#### EXERCISE DATA:
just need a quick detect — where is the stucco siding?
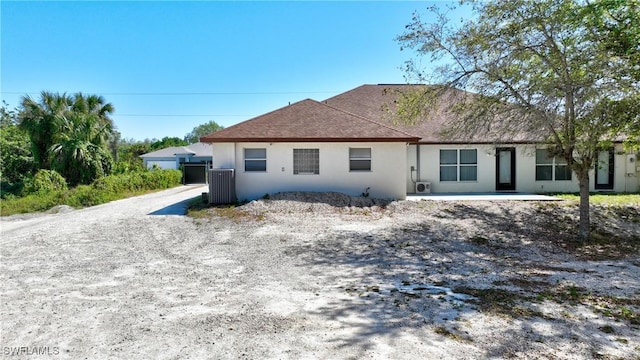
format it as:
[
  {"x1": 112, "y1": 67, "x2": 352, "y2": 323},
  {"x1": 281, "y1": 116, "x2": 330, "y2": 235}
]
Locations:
[
  {"x1": 211, "y1": 143, "x2": 236, "y2": 169},
  {"x1": 412, "y1": 144, "x2": 495, "y2": 193},
  {"x1": 406, "y1": 145, "x2": 418, "y2": 192},
  {"x1": 212, "y1": 142, "x2": 407, "y2": 201},
  {"x1": 211, "y1": 141, "x2": 638, "y2": 199},
  {"x1": 411, "y1": 143, "x2": 639, "y2": 193}
]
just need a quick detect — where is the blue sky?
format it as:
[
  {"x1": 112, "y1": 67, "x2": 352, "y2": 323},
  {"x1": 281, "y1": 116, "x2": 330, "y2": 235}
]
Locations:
[{"x1": 1, "y1": 1, "x2": 466, "y2": 141}]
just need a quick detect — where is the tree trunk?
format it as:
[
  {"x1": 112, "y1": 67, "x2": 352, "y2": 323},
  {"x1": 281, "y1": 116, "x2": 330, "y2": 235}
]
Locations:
[{"x1": 577, "y1": 171, "x2": 590, "y2": 241}]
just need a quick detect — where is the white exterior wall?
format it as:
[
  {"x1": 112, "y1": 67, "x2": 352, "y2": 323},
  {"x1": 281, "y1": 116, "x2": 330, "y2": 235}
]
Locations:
[
  {"x1": 406, "y1": 144, "x2": 418, "y2": 192},
  {"x1": 411, "y1": 144, "x2": 501, "y2": 193},
  {"x1": 409, "y1": 143, "x2": 639, "y2": 193},
  {"x1": 211, "y1": 142, "x2": 408, "y2": 201},
  {"x1": 211, "y1": 143, "x2": 236, "y2": 169},
  {"x1": 145, "y1": 160, "x2": 177, "y2": 170}
]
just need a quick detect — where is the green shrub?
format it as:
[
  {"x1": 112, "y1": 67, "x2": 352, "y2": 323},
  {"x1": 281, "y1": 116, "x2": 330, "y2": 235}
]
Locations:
[
  {"x1": 23, "y1": 169, "x2": 68, "y2": 195},
  {"x1": 92, "y1": 174, "x2": 130, "y2": 193},
  {"x1": 1, "y1": 169, "x2": 183, "y2": 216},
  {"x1": 0, "y1": 191, "x2": 66, "y2": 215},
  {"x1": 146, "y1": 169, "x2": 182, "y2": 189},
  {"x1": 66, "y1": 185, "x2": 111, "y2": 207},
  {"x1": 91, "y1": 169, "x2": 182, "y2": 193},
  {"x1": 0, "y1": 181, "x2": 25, "y2": 199}
]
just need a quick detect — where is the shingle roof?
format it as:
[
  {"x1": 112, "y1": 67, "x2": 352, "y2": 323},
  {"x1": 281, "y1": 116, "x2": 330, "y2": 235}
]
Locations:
[
  {"x1": 184, "y1": 142, "x2": 213, "y2": 157},
  {"x1": 173, "y1": 146, "x2": 196, "y2": 155},
  {"x1": 324, "y1": 84, "x2": 543, "y2": 144},
  {"x1": 199, "y1": 99, "x2": 419, "y2": 143},
  {"x1": 140, "y1": 142, "x2": 212, "y2": 158},
  {"x1": 324, "y1": 84, "x2": 426, "y2": 127}
]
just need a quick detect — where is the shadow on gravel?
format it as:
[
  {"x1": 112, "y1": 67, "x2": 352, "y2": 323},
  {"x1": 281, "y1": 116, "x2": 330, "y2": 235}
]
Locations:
[
  {"x1": 289, "y1": 203, "x2": 639, "y2": 358},
  {"x1": 148, "y1": 196, "x2": 200, "y2": 216}
]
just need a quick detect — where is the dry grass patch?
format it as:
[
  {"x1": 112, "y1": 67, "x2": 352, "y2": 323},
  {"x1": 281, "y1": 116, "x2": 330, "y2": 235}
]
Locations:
[
  {"x1": 454, "y1": 281, "x2": 640, "y2": 326},
  {"x1": 433, "y1": 325, "x2": 473, "y2": 343},
  {"x1": 532, "y1": 200, "x2": 640, "y2": 260},
  {"x1": 453, "y1": 287, "x2": 546, "y2": 319},
  {"x1": 187, "y1": 201, "x2": 265, "y2": 223}
]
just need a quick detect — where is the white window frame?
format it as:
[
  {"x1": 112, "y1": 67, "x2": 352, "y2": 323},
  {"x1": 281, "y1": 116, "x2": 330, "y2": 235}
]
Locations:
[
  {"x1": 439, "y1": 149, "x2": 478, "y2": 182},
  {"x1": 349, "y1": 148, "x2": 372, "y2": 172},
  {"x1": 293, "y1": 148, "x2": 319, "y2": 175},
  {"x1": 244, "y1": 148, "x2": 267, "y2": 172},
  {"x1": 535, "y1": 149, "x2": 572, "y2": 181}
]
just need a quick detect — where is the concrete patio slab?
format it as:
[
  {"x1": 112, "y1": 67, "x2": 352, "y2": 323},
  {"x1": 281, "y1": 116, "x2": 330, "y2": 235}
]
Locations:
[{"x1": 406, "y1": 193, "x2": 561, "y2": 201}]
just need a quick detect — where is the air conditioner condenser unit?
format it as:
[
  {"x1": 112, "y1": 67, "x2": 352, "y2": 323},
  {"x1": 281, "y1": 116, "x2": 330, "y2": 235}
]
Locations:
[{"x1": 415, "y1": 182, "x2": 431, "y2": 194}]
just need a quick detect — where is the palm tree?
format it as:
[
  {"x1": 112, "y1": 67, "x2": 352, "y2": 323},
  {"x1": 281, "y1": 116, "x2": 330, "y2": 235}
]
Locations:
[
  {"x1": 49, "y1": 93, "x2": 115, "y2": 185},
  {"x1": 50, "y1": 128, "x2": 112, "y2": 185},
  {"x1": 20, "y1": 92, "x2": 116, "y2": 185},
  {"x1": 70, "y1": 93, "x2": 115, "y2": 145},
  {"x1": 19, "y1": 91, "x2": 71, "y2": 169}
]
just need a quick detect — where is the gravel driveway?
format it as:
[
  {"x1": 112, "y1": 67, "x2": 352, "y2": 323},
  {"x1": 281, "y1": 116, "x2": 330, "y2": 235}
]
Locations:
[{"x1": 1, "y1": 187, "x2": 639, "y2": 359}]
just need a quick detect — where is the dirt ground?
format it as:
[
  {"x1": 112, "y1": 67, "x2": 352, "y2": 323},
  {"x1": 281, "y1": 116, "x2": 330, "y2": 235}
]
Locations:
[{"x1": 1, "y1": 187, "x2": 639, "y2": 359}]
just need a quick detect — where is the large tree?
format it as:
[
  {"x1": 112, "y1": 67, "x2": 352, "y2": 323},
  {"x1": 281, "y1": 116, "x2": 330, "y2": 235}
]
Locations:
[
  {"x1": 583, "y1": 0, "x2": 640, "y2": 143},
  {"x1": 397, "y1": 0, "x2": 639, "y2": 240},
  {"x1": 149, "y1": 136, "x2": 188, "y2": 151},
  {"x1": 184, "y1": 120, "x2": 224, "y2": 143},
  {"x1": 114, "y1": 138, "x2": 150, "y2": 173},
  {"x1": 19, "y1": 92, "x2": 116, "y2": 185},
  {"x1": 584, "y1": 0, "x2": 640, "y2": 76}
]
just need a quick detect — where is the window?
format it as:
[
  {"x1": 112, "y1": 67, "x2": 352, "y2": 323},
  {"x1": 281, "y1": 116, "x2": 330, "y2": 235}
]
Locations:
[
  {"x1": 535, "y1": 149, "x2": 571, "y2": 181},
  {"x1": 555, "y1": 158, "x2": 572, "y2": 180},
  {"x1": 440, "y1": 150, "x2": 458, "y2": 181},
  {"x1": 439, "y1": 149, "x2": 477, "y2": 182},
  {"x1": 293, "y1": 148, "x2": 319, "y2": 174},
  {"x1": 349, "y1": 148, "x2": 371, "y2": 171},
  {"x1": 244, "y1": 148, "x2": 266, "y2": 172},
  {"x1": 459, "y1": 149, "x2": 478, "y2": 181}
]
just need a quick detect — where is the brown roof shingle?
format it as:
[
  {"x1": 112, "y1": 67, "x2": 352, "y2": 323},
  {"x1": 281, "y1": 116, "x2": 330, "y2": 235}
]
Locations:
[
  {"x1": 324, "y1": 84, "x2": 543, "y2": 144},
  {"x1": 200, "y1": 98, "x2": 419, "y2": 143}
]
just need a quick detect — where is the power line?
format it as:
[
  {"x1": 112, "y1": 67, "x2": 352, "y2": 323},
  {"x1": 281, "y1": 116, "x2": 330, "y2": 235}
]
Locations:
[
  {"x1": 115, "y1": 114, "x2": 253, "y2": 117},
  {"x1": 1, "y1": 91, "x2": 338, "y2": 96}
]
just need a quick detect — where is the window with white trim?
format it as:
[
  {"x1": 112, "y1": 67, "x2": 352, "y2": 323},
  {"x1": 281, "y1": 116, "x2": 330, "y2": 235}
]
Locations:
[
  {"x1": 244, "y1": 148, "x2": 266, "y2": 172},
  {"x1": 439, "y1": 149, "x2": 477, "y2": 182},
  {"x1": 535, "y1": 149, "x2": 571, "y2": 181},
  {"x1": 293, "y1": 148, "x2": 319, "y2": 174},
  {"x1": 349, "y1": 148, "x2": 371, "y2": 171}
]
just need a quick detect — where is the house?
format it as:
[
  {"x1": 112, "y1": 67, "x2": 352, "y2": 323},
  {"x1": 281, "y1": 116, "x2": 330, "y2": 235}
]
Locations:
[
  {"x1": 325, "y1": 85, "x2": 639, "y2": 195},
  {"x1": 199, "y1": 99, "x2": 419, "y2": 201},
  {"x1": 200, "y1": 85, "x2": 639, "y2": 202},
  {"x1": 139, "y1": 142, "x2": 212, "y2": 184}
]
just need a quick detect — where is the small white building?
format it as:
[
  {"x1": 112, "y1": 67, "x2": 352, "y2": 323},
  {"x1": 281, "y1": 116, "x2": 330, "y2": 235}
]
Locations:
[{"x1": 139, "y1": 142, "x2": 212, "y2": 184}]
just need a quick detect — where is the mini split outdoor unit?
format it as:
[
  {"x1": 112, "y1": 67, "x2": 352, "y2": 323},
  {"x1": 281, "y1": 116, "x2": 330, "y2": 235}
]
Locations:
[{"x1": 415, "y1": 182, "x2": 431, "y2": 194}]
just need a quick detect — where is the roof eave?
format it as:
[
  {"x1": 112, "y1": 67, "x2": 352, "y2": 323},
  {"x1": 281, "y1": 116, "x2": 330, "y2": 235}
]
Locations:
[
  {"x1": 416, "y1": 140, "x2": 541, "y2": 145},
  {"x1": 201, "y1": 137, "x2": 420, "y2": 143}
]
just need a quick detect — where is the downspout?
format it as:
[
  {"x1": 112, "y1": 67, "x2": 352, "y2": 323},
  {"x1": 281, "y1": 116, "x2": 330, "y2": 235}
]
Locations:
[
  {"x1": 234, "y1": 143, "x2": 237, "y2": 170},
  {"x1": 416, "y1": 144, "x2": 421, "y2": 182}
]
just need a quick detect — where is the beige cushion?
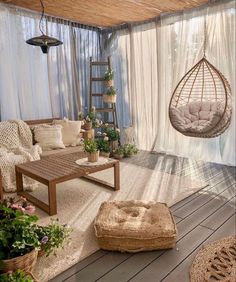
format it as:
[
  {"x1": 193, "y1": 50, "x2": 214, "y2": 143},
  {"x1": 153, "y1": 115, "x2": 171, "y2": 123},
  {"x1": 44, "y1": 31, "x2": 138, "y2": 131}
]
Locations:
[
  {"x1": 33, "y1": 124, "x2": 65, "y2": 150},
  {"x1": 41, "y1": 145, "x2": 83, "y2": 158},
  {"x1": 53, "y1": 118, "x2": 82, "y2": 147},
  {"x1": 170, "y1": 101, "x2": 223, "y2": 134},
  {"x1": 94, "y1": 200, "x2": 177, "y2": 252}
]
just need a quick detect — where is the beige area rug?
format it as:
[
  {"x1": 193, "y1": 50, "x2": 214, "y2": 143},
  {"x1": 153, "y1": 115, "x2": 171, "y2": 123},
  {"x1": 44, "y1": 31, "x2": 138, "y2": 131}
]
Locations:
[{"x1": 27, "y1": 160, "x2": 208, "y2": 281}]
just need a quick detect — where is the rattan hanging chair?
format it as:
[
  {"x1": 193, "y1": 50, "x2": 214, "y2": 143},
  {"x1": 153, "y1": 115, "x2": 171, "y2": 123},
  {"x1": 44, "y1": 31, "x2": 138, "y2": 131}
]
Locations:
[{"x1": 169, "y1": 17, "x2": 232, "y2": 138}]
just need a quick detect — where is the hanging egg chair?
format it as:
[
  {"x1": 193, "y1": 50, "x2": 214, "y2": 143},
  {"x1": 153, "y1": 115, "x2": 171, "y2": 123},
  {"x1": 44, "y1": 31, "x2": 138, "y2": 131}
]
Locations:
[{"x1": 169, "y1": 21, "x2": 232, "y2": 138}]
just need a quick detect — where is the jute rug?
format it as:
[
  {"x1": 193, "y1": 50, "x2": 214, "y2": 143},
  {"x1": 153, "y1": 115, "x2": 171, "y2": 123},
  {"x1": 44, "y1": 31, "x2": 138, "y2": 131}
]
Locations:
[
  {"x1": 27, "y1": 160, "x2": 207, "y2": 281},
  {"x1": 190, "y1": 235, "x2": 236, "y2": 282}
]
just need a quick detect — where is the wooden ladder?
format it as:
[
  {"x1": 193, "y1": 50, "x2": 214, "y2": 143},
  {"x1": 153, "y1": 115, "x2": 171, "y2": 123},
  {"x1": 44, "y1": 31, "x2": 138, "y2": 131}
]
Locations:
[{"x1": 89, "y1": 56, "x2": 118, "y2": 129}]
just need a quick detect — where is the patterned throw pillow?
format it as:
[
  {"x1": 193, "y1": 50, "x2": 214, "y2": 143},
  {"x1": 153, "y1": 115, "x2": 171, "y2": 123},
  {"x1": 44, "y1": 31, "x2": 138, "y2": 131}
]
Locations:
[{"x1": 33, "y1": 124, "x2": 65, "y2": 150}]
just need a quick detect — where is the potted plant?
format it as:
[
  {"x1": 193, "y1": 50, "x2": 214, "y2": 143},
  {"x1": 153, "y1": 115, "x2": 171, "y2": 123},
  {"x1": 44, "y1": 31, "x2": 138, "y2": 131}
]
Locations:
[
  {"x1": 0, "y1": 269, "x2": 35, "y2": 282},
  {"x1": 104, "y1": 127, "x2": 120, "y2": 151},
  {"x1": 122, "y1": 144, "x2": 139, "y2": 157},
  {"x1": 83, "y1": 139, "x2": 99, "y2": 162},
  {"x1": 113, "y1": 146, "x2": 124, "y2": 160},
  {"x1": 36, "y1": 219, "x2": 71, "y2": 257},
  {"x1": 96, "y1": 138, "x2": 110, "y2": 157},
  {"x1": 0, "y1": 198, "x2": 39, "y2": 274},
  {"x1": 103, "y1": 86, "x2": 117, "y2": 104},
  {"x1": 78, "y1": 107, "x2": 102, "y2": 130},
  {"x1": 104, "y1": 69, "x2": 114, "y2": 87},
  {"x1": 0, "y1": 198, "x2": 72, "y2": 274}
]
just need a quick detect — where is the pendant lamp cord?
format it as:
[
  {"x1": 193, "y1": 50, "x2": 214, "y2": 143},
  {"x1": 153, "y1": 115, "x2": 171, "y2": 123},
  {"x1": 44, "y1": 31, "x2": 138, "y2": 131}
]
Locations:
[
  {"x1": 39, "y1": 0, "x2": 45, "y2": 35},
  {"x1": 203, "y1": 16, "x2": 206, "y2": 57}
]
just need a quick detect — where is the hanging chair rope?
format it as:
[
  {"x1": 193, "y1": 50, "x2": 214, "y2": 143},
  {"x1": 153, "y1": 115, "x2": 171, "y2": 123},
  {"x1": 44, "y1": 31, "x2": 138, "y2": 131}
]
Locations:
[{"x1": 169, "y1": 13, "x2": 232, "y2": 138}]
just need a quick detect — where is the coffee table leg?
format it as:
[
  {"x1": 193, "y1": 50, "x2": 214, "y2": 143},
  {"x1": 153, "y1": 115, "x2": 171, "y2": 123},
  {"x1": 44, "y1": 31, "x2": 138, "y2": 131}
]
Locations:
[
  {"x1": 114, "y1": 162, "x2": 120, "y2": 191},
  {"x1": 48, "y1": 182, "x2": 57, "y2": 216},
  {"x1": 16, "y1": 168, "x2": 24, "y2": 194}
]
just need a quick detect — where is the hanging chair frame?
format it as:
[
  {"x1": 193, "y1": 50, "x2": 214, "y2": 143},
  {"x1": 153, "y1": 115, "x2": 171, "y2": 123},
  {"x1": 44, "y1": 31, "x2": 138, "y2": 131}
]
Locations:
[{"x1": 169, "y1": 57, "x2": 232, "y2": 138}]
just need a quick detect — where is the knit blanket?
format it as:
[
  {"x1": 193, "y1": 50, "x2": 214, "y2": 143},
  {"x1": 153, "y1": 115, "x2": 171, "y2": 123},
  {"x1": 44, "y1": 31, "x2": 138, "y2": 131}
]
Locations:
[{"x1": 0, "y1": 120, "x2": 42, "y2": 192}]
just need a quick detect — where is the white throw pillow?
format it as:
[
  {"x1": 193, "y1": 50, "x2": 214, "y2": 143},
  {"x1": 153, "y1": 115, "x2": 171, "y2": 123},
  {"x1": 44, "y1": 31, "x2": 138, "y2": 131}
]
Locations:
[
  {"x1": 33, "y1": 124, "x2": 65, "y2": 150},
  {"x1": 53, "y1": 118, "x2": 82, "y2": 147}
]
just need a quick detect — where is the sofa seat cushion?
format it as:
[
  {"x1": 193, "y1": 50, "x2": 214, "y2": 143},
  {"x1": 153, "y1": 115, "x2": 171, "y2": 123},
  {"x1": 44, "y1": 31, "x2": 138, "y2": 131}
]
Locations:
[
  {"x1": 170, "y1": 101, "x2": 223, "y2": 134},
  {"x1": 40, "y1": 145, "x2": 83, "y2": 158},
  {"x1": 53, "y1": 118, "x2": 82, "y2": 147},
  {"x1": 94, "y1": 200, "x2": 177, "y2": 252}
]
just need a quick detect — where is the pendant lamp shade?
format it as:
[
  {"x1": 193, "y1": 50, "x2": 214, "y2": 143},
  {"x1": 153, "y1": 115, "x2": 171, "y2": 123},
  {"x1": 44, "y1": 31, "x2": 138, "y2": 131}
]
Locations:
[
  {"x1": 26, "y1": 0, "x2": 63, "y2": 53},
  {"x1": 26, "y1": 34, "x2": 63, "y2": 54}
]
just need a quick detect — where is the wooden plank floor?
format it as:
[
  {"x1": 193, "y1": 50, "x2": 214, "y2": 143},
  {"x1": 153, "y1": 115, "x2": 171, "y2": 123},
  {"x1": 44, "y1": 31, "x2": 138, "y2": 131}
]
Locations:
[{"x1": 51, "y1": 152, "x2": 236, "y2": 282}]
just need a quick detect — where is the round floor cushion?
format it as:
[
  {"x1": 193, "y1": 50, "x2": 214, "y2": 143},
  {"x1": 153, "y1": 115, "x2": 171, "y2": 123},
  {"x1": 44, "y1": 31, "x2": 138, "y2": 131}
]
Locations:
[
  {"x1": 190, "y1": 235, "x2": 236, "y2": 282},
  {"x1": 94, "y1": 200, "x2": 177, "y2": 252}
]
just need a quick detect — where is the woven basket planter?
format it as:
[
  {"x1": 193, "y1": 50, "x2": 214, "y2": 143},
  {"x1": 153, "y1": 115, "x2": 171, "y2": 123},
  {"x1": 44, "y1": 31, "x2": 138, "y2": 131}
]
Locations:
[
  {"x1": 113, "y1": 153, "x2": 123, "y2": 160},
  {"x1": 83, "y1": 121, "x2": 92, "y2": 130},
  {"x1": 94, "y1": 201, "x2": 177, "y2": 252},
  {"x1": 0, "y1": 249, "x2": 38, "y2": 274},
  {"x1": 103, "y1": 94, "x2": 116, "y2": 104},
  {"x1": 87, "y1": 151, "x2": 99, "y2": 162},
  {"x1": 100, "y1": 151, "x2": 110, "y2": 158},
  {"x1": 105, "y1": 80, "x2": 113, "y2": 87}
]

#### GOAL OF THE EXERCISE:
All lines from the listing above that include "window" should be shown.

#### REPLY:
just need a quick detect — where is the white window frame?
just need a quick detect — where is the window?
just need a quick detect — where is the window with white trim?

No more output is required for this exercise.